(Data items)
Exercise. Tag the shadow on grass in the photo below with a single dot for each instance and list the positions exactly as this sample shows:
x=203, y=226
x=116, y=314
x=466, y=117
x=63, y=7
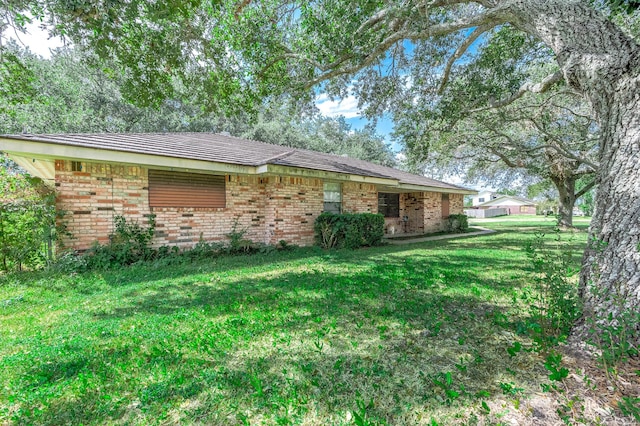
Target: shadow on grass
x=304, y=336
x=279, y=346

◆ **WORK REQUEST**
Print, please, exactly the lines from the one holding "x=116, y=314" through the final line of the data, both included, while leaving out each picture.

◆ **RESPONSE TO THIS TASK**
x=116, y=314
x=466, y=117
x=63, y=7
Target: shadow on grass
x=304, y=336
x=279, y=346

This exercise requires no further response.